Repeat the lines beginning at the one with "the groom and" and running to the end of the material, keeping the first and last of them, exactly as they appear.

*Provided entries:*
+===+

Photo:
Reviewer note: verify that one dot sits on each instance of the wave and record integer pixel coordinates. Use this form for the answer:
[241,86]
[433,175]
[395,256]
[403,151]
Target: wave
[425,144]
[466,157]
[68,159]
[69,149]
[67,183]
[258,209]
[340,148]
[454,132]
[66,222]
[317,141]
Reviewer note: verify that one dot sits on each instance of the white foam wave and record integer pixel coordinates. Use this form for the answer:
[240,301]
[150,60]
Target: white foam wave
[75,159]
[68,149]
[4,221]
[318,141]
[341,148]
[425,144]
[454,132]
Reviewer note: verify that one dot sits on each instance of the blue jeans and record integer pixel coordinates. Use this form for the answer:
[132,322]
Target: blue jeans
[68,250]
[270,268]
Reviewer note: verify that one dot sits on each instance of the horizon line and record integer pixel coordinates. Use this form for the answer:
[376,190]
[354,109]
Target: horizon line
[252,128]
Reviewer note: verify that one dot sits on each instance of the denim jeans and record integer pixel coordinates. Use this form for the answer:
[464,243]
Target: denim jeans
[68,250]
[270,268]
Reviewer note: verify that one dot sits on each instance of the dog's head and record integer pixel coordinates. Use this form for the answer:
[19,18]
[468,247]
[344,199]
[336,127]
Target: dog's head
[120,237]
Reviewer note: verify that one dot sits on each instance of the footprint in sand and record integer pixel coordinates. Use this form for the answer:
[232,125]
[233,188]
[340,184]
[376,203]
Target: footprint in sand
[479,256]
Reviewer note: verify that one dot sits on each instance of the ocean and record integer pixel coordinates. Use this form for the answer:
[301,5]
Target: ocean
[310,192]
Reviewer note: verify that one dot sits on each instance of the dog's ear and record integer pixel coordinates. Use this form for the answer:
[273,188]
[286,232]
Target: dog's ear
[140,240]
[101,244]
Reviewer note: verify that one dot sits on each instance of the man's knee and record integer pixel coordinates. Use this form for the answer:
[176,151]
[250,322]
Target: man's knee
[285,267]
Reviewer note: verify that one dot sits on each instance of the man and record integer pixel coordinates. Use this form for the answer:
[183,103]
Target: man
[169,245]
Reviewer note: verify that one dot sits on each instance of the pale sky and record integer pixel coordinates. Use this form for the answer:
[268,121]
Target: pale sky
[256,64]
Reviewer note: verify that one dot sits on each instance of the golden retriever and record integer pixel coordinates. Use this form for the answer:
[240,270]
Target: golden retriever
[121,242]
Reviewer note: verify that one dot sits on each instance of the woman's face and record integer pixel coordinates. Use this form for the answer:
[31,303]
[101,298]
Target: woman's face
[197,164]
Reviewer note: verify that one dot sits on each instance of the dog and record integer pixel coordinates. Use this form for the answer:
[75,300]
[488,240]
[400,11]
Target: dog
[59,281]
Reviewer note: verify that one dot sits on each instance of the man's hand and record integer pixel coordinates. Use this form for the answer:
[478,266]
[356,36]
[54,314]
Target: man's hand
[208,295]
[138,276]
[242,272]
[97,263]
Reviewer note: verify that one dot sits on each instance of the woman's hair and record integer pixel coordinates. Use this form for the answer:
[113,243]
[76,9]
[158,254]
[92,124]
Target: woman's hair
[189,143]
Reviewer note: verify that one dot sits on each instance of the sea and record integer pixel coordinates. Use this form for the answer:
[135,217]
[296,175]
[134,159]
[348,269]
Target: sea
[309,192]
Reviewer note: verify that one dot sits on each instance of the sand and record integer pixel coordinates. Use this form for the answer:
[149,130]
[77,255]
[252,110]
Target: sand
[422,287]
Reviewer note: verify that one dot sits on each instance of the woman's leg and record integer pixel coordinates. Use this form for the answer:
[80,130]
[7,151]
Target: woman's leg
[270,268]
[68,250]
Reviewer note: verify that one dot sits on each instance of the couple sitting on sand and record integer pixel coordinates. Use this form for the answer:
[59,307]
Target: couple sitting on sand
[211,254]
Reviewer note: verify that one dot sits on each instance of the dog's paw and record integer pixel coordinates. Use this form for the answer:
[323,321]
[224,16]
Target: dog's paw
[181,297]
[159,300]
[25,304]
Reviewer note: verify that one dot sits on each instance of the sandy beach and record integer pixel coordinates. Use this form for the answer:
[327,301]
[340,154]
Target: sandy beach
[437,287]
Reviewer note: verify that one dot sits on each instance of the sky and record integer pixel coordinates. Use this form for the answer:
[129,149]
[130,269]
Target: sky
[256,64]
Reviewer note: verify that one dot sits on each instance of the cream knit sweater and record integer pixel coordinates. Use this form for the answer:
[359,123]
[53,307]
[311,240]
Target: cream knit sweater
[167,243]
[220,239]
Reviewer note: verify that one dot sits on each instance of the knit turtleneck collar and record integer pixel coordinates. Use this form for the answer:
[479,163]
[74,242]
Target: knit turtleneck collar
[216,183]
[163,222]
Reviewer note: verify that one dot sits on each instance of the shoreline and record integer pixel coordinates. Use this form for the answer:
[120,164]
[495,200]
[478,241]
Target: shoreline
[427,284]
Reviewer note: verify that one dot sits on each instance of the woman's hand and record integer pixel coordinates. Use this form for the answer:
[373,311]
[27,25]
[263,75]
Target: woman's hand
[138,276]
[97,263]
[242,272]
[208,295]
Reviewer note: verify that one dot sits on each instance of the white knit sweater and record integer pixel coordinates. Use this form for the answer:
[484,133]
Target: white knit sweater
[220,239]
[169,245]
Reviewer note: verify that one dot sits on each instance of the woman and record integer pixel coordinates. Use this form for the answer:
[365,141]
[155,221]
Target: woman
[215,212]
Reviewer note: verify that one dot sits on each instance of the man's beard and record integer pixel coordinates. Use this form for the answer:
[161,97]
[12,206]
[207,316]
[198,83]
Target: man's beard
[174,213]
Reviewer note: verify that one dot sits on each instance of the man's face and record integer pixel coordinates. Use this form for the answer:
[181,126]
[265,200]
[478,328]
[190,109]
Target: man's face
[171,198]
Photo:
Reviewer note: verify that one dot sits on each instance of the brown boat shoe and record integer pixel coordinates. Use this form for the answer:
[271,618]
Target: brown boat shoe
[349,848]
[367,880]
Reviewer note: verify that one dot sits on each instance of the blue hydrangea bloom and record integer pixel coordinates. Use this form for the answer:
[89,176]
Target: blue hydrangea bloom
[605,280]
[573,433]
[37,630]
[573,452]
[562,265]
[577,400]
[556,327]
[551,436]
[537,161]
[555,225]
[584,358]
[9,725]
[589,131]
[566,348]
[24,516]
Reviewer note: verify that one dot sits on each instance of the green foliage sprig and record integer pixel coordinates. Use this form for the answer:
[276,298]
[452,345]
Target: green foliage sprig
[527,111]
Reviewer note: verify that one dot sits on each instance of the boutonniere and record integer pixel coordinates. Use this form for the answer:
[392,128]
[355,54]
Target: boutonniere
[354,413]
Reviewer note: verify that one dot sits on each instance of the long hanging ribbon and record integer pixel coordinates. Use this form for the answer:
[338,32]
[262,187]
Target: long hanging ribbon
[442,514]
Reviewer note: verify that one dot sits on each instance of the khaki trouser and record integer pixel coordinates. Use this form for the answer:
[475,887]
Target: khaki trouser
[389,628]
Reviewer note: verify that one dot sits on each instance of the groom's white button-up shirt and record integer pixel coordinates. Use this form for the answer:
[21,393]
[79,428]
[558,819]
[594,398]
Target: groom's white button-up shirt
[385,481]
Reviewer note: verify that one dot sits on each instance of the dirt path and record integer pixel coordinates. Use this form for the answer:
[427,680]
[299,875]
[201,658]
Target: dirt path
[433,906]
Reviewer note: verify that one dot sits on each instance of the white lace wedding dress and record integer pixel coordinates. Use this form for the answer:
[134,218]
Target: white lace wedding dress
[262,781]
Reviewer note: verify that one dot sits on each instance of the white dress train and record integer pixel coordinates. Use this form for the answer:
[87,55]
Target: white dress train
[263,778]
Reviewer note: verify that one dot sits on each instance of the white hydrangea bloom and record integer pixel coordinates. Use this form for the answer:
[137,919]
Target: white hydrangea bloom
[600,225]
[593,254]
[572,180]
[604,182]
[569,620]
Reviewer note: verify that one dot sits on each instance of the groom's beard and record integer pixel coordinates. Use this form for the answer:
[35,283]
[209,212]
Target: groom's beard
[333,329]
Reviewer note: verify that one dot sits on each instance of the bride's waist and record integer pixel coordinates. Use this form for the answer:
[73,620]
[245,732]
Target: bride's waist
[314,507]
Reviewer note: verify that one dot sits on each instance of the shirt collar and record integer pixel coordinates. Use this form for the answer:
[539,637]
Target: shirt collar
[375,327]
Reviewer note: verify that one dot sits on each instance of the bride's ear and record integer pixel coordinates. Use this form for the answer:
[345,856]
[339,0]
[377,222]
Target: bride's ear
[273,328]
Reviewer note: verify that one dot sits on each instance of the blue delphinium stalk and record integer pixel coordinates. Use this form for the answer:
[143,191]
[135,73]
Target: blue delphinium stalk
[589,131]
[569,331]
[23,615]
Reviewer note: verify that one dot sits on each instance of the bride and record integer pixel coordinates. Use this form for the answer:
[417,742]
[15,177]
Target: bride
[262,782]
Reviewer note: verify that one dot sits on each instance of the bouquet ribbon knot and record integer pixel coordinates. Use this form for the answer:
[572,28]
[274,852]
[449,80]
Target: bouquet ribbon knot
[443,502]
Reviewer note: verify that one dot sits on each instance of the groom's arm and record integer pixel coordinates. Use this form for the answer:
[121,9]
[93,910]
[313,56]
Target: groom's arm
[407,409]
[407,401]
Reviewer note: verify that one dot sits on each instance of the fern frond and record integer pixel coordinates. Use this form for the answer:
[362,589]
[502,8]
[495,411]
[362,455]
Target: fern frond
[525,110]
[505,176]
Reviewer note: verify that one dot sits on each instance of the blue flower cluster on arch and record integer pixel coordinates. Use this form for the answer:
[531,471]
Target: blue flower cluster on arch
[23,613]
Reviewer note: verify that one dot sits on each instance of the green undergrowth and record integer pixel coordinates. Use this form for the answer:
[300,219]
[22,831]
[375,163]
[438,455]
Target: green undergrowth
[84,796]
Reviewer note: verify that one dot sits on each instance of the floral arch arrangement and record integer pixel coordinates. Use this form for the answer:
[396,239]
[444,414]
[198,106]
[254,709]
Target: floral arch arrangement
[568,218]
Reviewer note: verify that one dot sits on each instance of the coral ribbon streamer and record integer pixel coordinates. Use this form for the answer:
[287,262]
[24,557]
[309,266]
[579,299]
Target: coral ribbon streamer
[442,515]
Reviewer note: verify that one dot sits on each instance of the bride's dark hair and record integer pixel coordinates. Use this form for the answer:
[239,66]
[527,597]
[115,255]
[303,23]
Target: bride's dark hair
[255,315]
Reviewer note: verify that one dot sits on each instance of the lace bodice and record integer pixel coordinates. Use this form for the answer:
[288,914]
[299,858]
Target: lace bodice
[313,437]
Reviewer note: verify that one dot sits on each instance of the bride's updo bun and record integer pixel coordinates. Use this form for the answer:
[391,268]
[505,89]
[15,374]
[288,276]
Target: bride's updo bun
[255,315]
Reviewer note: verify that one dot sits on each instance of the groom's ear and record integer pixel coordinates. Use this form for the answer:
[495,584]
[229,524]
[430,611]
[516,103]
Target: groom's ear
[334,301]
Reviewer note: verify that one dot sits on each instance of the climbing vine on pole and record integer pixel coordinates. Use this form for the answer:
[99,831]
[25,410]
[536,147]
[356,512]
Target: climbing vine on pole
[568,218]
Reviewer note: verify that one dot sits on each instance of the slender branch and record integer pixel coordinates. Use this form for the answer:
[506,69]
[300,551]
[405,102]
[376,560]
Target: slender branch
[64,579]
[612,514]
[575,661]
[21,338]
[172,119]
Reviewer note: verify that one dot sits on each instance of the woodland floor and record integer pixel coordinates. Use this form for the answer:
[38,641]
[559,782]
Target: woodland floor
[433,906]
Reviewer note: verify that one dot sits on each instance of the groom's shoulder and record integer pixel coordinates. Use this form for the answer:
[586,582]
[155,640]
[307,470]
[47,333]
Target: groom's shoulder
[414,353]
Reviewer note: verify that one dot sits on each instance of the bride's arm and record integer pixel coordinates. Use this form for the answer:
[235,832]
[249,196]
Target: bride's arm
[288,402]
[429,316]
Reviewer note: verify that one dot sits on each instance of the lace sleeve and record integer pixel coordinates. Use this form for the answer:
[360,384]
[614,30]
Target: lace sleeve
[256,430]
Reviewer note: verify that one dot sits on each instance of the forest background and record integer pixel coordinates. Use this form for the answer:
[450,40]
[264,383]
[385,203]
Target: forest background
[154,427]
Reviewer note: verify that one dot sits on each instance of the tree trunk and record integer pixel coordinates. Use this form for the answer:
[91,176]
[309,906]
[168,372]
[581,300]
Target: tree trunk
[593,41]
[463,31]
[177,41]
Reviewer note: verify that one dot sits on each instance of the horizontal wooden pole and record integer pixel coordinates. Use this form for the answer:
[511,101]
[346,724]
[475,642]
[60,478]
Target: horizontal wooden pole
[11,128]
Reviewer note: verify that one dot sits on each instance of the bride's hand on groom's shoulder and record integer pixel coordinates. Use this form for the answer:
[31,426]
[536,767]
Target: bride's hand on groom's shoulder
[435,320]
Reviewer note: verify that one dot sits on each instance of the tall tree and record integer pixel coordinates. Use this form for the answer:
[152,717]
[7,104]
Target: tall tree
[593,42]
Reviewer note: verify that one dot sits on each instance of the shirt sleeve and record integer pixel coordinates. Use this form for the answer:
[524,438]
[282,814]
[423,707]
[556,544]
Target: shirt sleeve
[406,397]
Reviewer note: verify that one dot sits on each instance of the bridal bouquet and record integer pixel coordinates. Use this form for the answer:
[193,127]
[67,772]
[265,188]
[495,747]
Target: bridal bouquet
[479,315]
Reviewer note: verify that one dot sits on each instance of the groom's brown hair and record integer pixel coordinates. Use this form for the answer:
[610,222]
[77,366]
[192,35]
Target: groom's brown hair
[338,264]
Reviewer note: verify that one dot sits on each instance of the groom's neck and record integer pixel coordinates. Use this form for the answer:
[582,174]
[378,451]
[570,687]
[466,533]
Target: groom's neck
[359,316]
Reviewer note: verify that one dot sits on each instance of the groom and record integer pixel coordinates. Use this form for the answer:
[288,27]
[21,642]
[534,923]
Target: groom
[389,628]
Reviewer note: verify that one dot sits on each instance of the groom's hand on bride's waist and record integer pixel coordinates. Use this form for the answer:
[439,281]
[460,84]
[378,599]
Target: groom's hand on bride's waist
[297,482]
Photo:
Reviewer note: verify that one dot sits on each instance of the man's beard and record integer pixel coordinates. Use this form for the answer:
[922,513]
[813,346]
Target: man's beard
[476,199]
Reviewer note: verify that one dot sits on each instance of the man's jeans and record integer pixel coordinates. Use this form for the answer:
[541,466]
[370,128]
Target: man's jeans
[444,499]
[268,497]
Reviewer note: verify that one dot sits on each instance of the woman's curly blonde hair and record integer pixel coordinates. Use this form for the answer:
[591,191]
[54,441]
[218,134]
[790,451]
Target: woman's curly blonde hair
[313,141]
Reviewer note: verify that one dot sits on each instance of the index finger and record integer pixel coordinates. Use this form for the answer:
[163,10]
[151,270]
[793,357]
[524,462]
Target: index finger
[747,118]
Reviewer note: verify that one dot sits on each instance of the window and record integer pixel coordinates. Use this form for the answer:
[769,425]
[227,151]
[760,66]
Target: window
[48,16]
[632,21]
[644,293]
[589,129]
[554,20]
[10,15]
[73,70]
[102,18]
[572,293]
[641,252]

+===+

*The answer:*
Reviewer note: verify that one dot sits on each instance of the groom and record integer pixel coordinates. Use this form for the answer:
[288,27]
[21,642]
[534,923]
Target: groom
[389,628]
Reviewer note: verify that one dot sits on each instance of the groom's hand on bride's waist and record integer pixel coordinates. Use this form for the answer:
[439,281]
[460,84]
[378,599]
Target: groom's hand on bride's waist
[297,482]
Photo:
Reviewer note: verify that one dot sits on each instance of the man's beard and record integer pixel coordinates. Use this form for the answer:
[922,513]
[813,346]
Target: man's beard
[476,199]
Reviewer note: verify that one dot sits on each instance of the man's jeans and record integer pixel coordinates. Use this form for the answer:
[541,466]
[370,128]
Target: man's jeans
[444,499]
[268,497]
Reviewer note: verify that one dot sits on each instance of the woman's curly blonde hair and record integer pixel coordinates. Use this form for the answer:
[591,191]
[54,441]
[218,134]
[790,451]
Target: woman's curly blonde hair
[313,141]
Reviewer note: verify that one dot sits on each instance of the index finger and record integer pixel coordinates. Use this form for the answer:
[163,10]
[151,270]
[793,357]
[524,462]
Target: index finger
[747,118]
Reviewer note: verify that one dot sits on each instance of the window and record integer pixel coordinates. Use this form for the answer:
[769,425]
[227,151]
[760,66]
Target: window
[48,16]
[632,21]
[644,293]
[589,129]
[554,20]
[10,15]
[73,70]
[102,18]
[572,293]
[641,252]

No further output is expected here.